> _Work instructions_
Return every line of the material below word for word, without changing anything.

[Dataset records]

+--

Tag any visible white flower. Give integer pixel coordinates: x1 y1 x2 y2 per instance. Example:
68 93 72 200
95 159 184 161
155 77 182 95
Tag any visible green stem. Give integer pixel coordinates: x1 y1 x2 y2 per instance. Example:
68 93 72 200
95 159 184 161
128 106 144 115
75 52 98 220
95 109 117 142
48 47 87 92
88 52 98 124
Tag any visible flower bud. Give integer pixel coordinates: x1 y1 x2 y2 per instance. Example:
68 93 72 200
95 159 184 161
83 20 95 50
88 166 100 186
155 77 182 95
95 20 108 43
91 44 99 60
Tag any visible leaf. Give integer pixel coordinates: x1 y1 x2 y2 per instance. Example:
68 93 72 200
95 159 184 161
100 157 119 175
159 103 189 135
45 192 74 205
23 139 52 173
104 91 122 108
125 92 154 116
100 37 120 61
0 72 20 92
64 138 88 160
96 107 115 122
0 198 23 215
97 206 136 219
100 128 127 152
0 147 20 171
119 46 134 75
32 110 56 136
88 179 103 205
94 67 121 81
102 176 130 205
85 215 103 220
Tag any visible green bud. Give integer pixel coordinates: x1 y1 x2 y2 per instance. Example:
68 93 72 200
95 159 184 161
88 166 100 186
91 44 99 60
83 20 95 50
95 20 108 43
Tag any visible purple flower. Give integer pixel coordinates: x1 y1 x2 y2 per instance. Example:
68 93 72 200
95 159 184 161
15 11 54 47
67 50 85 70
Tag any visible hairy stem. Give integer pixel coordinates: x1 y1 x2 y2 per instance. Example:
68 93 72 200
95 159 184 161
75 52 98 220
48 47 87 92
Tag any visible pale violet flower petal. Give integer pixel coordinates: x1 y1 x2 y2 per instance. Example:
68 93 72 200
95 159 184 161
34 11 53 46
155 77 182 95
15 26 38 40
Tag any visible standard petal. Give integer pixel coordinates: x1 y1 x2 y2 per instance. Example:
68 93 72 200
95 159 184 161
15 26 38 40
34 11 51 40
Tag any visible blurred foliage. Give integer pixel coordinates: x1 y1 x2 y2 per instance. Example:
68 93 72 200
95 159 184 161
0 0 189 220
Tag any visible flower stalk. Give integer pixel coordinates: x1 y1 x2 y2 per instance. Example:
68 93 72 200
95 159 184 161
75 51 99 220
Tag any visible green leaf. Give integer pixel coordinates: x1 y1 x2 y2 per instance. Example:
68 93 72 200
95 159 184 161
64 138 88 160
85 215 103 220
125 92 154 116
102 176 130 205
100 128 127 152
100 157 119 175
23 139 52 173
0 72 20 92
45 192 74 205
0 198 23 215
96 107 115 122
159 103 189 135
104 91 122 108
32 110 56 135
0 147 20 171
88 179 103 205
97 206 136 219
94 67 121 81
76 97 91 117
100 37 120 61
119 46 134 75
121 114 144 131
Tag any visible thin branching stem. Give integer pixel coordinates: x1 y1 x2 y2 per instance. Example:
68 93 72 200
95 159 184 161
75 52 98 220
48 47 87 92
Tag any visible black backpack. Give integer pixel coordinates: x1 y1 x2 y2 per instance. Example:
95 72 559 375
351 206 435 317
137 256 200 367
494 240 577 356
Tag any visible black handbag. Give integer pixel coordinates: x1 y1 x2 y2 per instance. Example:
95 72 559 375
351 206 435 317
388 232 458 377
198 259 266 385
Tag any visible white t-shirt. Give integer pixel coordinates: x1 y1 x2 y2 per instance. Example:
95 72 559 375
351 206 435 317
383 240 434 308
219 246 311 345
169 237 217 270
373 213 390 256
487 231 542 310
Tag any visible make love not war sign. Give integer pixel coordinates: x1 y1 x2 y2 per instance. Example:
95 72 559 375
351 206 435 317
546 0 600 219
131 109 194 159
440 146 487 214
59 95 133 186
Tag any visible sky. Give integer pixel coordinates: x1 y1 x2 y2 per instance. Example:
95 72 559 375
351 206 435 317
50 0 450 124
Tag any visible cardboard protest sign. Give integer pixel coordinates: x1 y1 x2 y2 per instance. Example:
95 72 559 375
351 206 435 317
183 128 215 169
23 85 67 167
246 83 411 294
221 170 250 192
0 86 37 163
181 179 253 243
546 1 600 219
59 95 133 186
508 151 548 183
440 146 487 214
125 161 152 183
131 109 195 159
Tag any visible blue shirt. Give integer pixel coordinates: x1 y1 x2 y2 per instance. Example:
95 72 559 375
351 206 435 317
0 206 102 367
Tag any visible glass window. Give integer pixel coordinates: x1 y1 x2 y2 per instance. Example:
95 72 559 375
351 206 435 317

+--

> _Exercise answer_
Tag any visible white flower. Give integer pixel coordinates: x1 y1 x2 y2 per instance. Example:
68 93 72 200
95 159 184 161
155 77 182 95
Tag any visible green stem. Give integer pixel coordinates: x1 y1 x2 y2 per instance. Example:
68 93 72 200
95 159 184 161
128 106 144 115
75 52 98 220
95 109 117 142
48 47 87 92
88 52 98 124
Tag any visible flower bud. Give integer pixel coordinates: x1 y1 x2 y2 per instance. Example:
68 93 72 200
95 159 184 161
83 20 95 50
88 166 100 186
155 77 182 95
95 20 108 43
91 44 99 60
Tag any visible leaf. Give integer pixel coordinates: x1 y1 x2 y2 per instance. Example:
68 93 72 200
95 159 184 161
100 157 119 175
159 103 189 135
45 192 74 205
23 139 52 173
104 91 122 108
125 92 154 116
100 37 120 61
0 72 20 92
64 138 88 160
96 107 115 122
0 198 23 215
97 206 136 219
100 128 127 152
0 147 20 171
119 46 134 75
32 110 56 136
88 179 103 205
94 67 121 81
102 176 130 205
85 215 103 220
Tag any visible green bud. Give integer pixel coordinates: x1 y1 x2 y2 per instance. Example:
68 93 72 200
95 159 184 161
88 166 100 186
91 44 99 60
83 20 95 50
95 20 108 43
Tag any visible purple flower. Give integer pixel coordinates: x1 y1 x2 y2 per instance. Example:
68 93 72 200
95 159 184 161
15 11 54 47
67 50 85 70
Tag any visible hairy stem. Give integer pixel coordinates: x1 y1 x2 y2 per instance. Example:
68 93 72 200
95 159 184 161
75 52 98 220
48 47 87 92
Tag any visible pale violet flower petal. Give integer pixel coordinates: x1 y1 x2 y2 per instance. Example:
68 93 72 200
95 159 184 161
34 11 53 46
155 77 182 95
15 26 38 40
Tag any visible standard petal. Give integer pixel coordinates: x1 y1 x2 y2 per instance. Example:
68 93 72 200
95 159 184 161
15 26 38 40
34 11 51 40
Tag any visible blurred foliage. Give integer pixel coordinates: x1 y1 x2 y2 per instance. Example:
68 93 72 200
95 159 184 161
0 0 189 220
Tag any visible flower stalk. Give integer pixel coordinates: x1 y1 x2 y2 per instance. Example:
68 93 72 200
95 159 184 161
75 51 99 220
Tag any visible green leaf. Give integer pixel coordinates: x1 y1 x2 y2 per instance. Example:
68 93 72 200
95 159 184 161
64 138 88 160
85 215 103 220
125 92 154 116
102 176 130 205
100 128 127 152
100 157 119 175
23 139 52 173
0 72 20 92
45 192 74 205
0 198 23 215
96 107 115 122
159 103 189 135
104 91 122 108
32 110 56 135
0 147 20 171
88 179 103 205
97 206 136 219
94 67 121 81
76 97 91 117
100 37 120 61
119 46 134 75
121 114 144 131
Tag any visible thin branching stem. Give integer pixel coordinates: x1 y1 x2 y2 per instance. Example:
68 93 72 200
95 159 184 161
75 52 98 220
48 47 87 92
Tag any visible black backpack. Give integer pixel coordinates: x1 y1 x2 y2 per instance. Example:
95 72 559 375
351 206 435 317
137 256 200 367
494 240 577 356
Tag any visible black handbag. Give integer pixel coordinates: x1 y1 x2 y2 per instance. Example:
95 72 559 375
351 206 435 317
388 232 458 377
198 259 266 385
Tag any visible white t-shirt. Give integer pixel coordinates: x1 y1 x2 y2 per instance. Example:
95 72 559 375
351 206 435 317
383 240 434 308
219 246 311 345
169 237 217 270
373 213 390 256
487 231 542 310
Tag any visible make love not war sign. Give integer pixel coordinates: x1 y1 x2 y2 per instance. Example:
95 72 559 375
351 206 435 317
546 0 600 219
131 109 194 159
440 146 487 214
59 95 133 186
Tag any visible sky. Give integer pixel coordinates: x1 y1 x2 y2 per instance. Example:
95 72 559 375
351 206 435 317
50 0 450 124
Tag any visible cardboard protest sign. Give integer pixel coordinates: x1 y1 x2 y2 per instance. Example:
95 72 559 375
351 206 435 317
183 128 215 169
23 85 67 167
246 83 411 294
221 170 250 192
0 86 37 163
181 179 253 243
546 1 600 219
59 95 133 186
508 151 548 183
440 146 487 214
125 161 152 183
131 109 195 159
Tag any visible blue shirt. Give integer pixel coordinates: x1 y1 x2 y2 per instance. Example:
95 72 559 375
351 206 435 317
0 206 102 367
Tag any visible glass window. Give integer pixel coordinates: x1 y1 x2 y2 per instance. Example:
95 72 559 375
351 206 435 317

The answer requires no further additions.